[TEXT FOR ANALYSIS Boundary: Start]

Even though classes at The University of Texas were canceled March 13, Pizza Press owner Lisa Hilo says she hasn’t seen any change in business.

“As far as the normal ebbs and flows of business here, being in West campus we have it down to a science now, but this mixes things up,” Hilo said. “The Drag is just weird anyway. It's a fickle place."

Hilo’s restaurant is located along Guadalupe Street in Central Austin, known as The Drag, a line of businesses and shops that changes every few months due to high-rent and a lack of steady streams of customers throughout the year. But coronavirus, and its rapidly spreading respiratory disease COVID-19, has brought new challenges to the already volatile business environment.

“One of the scary parts, is that we don't know exactly what it looks like,” Hilo said. “In our customers and with our staff, it seems like it should be this really real almost life-changing event. In a way it is, but in a way like you kind of just carry on as normal.”

Many of the businesses close completely over winter break, when students leave for the holidays, or they reduce their hours in the summer or spring break when much of the campus is gone. Hilo said she plans for these off-periods by reducing output, but that typically she doesn’t have to reduce the number of hours her employees work because many of them, like other students, leave campus during spring break.

[TEXT FOR ANALYSIS Boundary: End]
[DATASET RECORDS Boundary: Start]

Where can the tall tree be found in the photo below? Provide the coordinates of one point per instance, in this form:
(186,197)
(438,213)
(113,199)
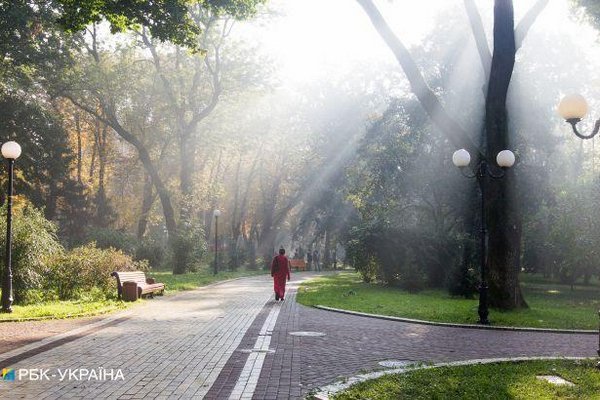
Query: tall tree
(503,217)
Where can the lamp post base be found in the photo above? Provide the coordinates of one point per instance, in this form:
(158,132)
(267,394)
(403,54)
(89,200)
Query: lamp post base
(482,309)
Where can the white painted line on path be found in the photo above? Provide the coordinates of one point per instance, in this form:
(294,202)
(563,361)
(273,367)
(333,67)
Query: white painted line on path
(246,384)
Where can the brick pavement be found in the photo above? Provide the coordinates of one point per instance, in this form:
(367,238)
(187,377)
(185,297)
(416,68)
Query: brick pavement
(173,347)
(197,344)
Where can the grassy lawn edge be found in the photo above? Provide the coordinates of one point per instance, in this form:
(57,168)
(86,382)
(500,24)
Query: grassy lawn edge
(513,378)
(552,306)
(83,309)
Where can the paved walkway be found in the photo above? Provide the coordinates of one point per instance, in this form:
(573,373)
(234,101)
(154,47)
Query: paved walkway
(233,341)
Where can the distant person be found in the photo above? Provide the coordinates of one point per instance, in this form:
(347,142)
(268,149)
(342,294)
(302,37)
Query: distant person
(334,255)
(280,270)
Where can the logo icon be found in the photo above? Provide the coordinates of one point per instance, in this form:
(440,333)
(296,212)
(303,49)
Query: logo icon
(8,374)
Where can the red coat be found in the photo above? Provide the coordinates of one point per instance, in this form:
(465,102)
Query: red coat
(280,270)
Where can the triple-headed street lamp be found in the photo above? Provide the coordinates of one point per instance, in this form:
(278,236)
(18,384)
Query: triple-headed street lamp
(11,151)
(505,159)
(216,214)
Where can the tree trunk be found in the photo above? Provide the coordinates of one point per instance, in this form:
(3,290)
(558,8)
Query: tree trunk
(504,221)
(503,218)
(79,148)
(186,157)
(147,201)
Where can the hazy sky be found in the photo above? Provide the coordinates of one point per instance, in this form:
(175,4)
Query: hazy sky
(312,38)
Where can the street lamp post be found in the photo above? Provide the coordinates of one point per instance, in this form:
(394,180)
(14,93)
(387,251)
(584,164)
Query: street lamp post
(216,213)
(11,151)
(505,159)
(573,108)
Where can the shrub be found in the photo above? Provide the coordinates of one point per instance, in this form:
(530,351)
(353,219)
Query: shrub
(87,269)
(189,246)
(106,238)
(154,251)
(34,243)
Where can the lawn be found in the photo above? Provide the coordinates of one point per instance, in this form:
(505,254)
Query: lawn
(88,307)
(550,305)
(490,381)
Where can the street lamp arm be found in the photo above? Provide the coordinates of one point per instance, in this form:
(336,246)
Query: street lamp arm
(575,121)
(496,176)
(466,174)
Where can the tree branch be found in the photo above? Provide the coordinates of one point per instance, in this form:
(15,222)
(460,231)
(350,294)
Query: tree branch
(432,105)
(479,35)
(523,28)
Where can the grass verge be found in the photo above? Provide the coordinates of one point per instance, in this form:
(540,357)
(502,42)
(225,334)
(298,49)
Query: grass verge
(62,309)
(91,307)
(550,305)
(509,380)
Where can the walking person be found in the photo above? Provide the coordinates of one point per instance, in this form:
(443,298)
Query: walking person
(280,270)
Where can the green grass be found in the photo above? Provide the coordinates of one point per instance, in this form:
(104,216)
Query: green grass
(550,305)
(491,381)
(62,309)
(80,308)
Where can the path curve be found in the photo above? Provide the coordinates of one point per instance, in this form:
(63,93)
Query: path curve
(233,341)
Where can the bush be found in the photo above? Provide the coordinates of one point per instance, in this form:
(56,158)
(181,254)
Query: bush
(86,270)
(155,252)
(106,238)
(34,243)
(188,249)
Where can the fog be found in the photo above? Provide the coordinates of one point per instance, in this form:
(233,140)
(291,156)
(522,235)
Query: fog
(301,126)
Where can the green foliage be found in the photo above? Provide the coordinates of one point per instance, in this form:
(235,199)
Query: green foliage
(106,238)
(509,380)
(409,224)
(167,20)
(43,170)
(188,248)
(551,305)
(564,236)
(43,308)
(34,244)
(85,271)
(154,250)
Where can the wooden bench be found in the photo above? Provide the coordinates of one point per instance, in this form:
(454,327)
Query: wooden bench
(145,286)
(299,264)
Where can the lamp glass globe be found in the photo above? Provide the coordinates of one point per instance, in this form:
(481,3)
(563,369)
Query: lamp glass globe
(505,159)
(11,150)
(461,158)
(573,106)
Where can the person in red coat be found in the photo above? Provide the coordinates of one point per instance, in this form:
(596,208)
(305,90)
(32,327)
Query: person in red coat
(280,270)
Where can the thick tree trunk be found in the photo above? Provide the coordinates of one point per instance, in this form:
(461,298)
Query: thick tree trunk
(504,222)
(503,218)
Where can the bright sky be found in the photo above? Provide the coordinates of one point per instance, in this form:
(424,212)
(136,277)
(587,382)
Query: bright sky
(315,37)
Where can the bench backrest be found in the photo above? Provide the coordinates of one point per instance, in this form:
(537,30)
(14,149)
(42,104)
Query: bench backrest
(130,276)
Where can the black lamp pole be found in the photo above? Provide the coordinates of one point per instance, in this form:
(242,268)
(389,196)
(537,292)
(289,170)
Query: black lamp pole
(7,298)
(216,243)
(482,310)
(573,108)
(505,159)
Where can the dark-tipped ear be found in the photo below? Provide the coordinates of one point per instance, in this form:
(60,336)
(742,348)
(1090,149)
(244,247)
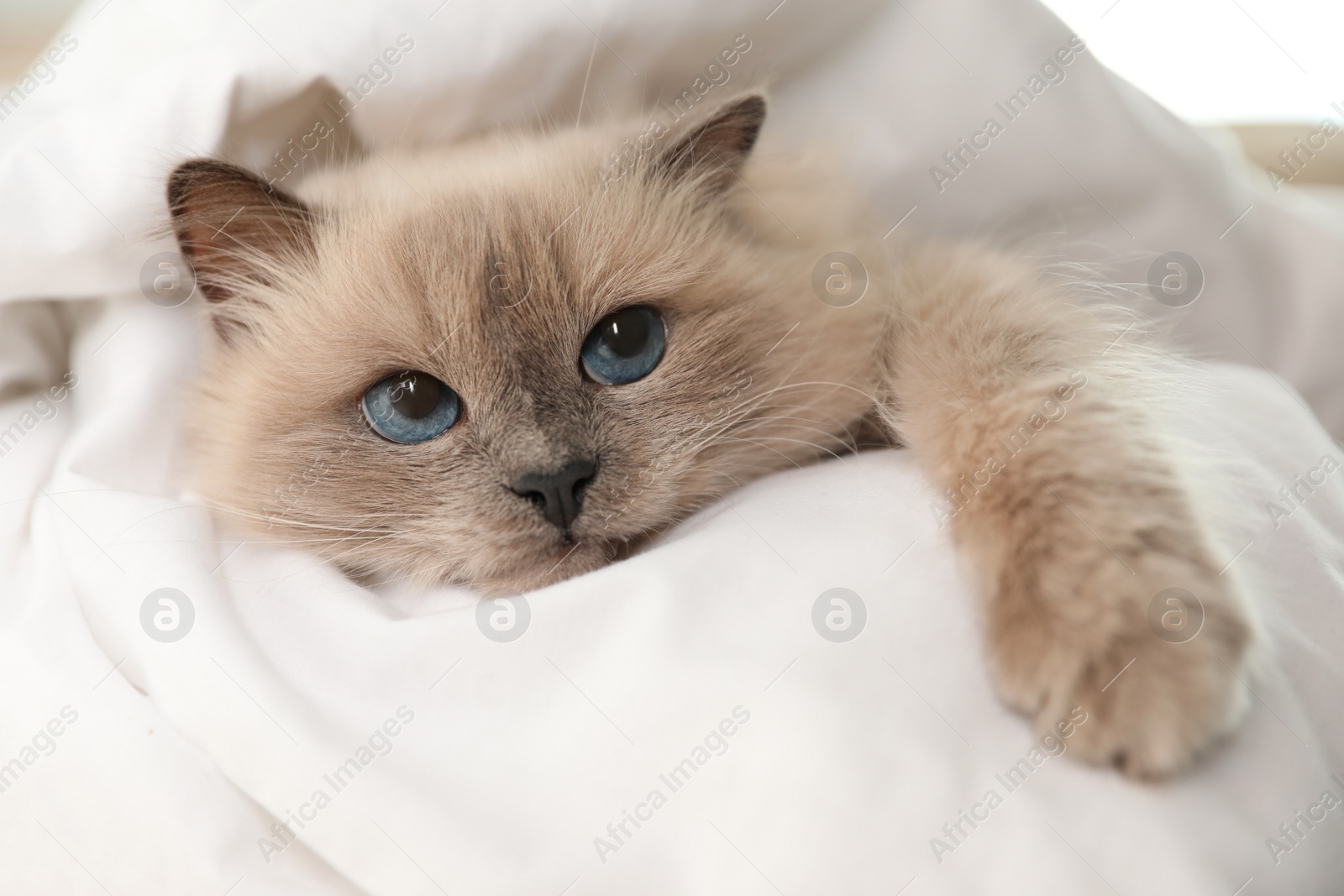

[DATASET RECORDS Boundary: End]

- [PARTS OF THE EXERCISE]:
• a. Answer these questions from the article on Pizza Press:
(i) On what date were classes at The University of Texas canceled?
(ii) By what name is the stretch of Guadalupe Street in Central Austin known?
(iii) How does Hilo plan for the off-periods when much of the campus is gone?
• b. Please carry on the article about Pizza Press and The Drag from its last sentence.
The listing is not needed for this work.

- [RESULTS OF THE TASKS]:
• a.
(i) March 13
(ii) The Drag
(iii) By reducing output

• b.
Eric Stefano, the manager of the Mediterranean restaurant Cava, said he does the same. However, he said the extended spring break could really hurt business, and the potential for a switch to online classes makes him worry that Cava will be stripped of its “lifeline”—students.

“It all just kind of hit today,” Stefano said. “It'll be interesting to see what happens the next couple weeks.”

But with UT’s extended spring break announced March 11, some restaurants said there was no way to prepare for the potential absence of students for an extra week.

The Turkish restaurant MezzeMe already had to lay off one of its employees in preparation for potentially reduced sales in the coming weeks, assistant manager Dario Castillo said. MezzeMe opened on The Drag in October across the street from the three buildings that house the majority of communication classes at UT.


“Everybody who comes in is a student,” said Castillo, adding that the restaurant had only seen 13 customers during the first three hours after opening at 11 a.m. “If nobody’s going to school, then we have no customers. That [is] going to hit us here pretty hard. We might need to start shutting down earlier.”

Not all businesses have seen a decline in customers. The owner of Jenn’s Copies, Dobbins Hillhouse, said most of his sales happen at the start of each semester, so this part of the year is already his slow season.

“In January, it would’ve been really bad,” Hillhouse said. “It'll impact us some, but not as bad as others I'm sure.”

Like Pizza Press, Austin-based Kerbey Lane was packed Friday afternoon, even former presidential candidate Beto O’Rourke was there to eat. Shift leader Luke Bender said business had been steady all day, but that he couldn’t be sure how things would change in the coming days.


As an added precaution, Bender and Hilo both said they increased the sanitization regimens in their restaurants. Bender said he spent Friday morning cleaning frequently used surfaces, including menus, with a wash of hydrogen peroxide before their usual cleaning with sanitizer, even though it could potentially damage the menus.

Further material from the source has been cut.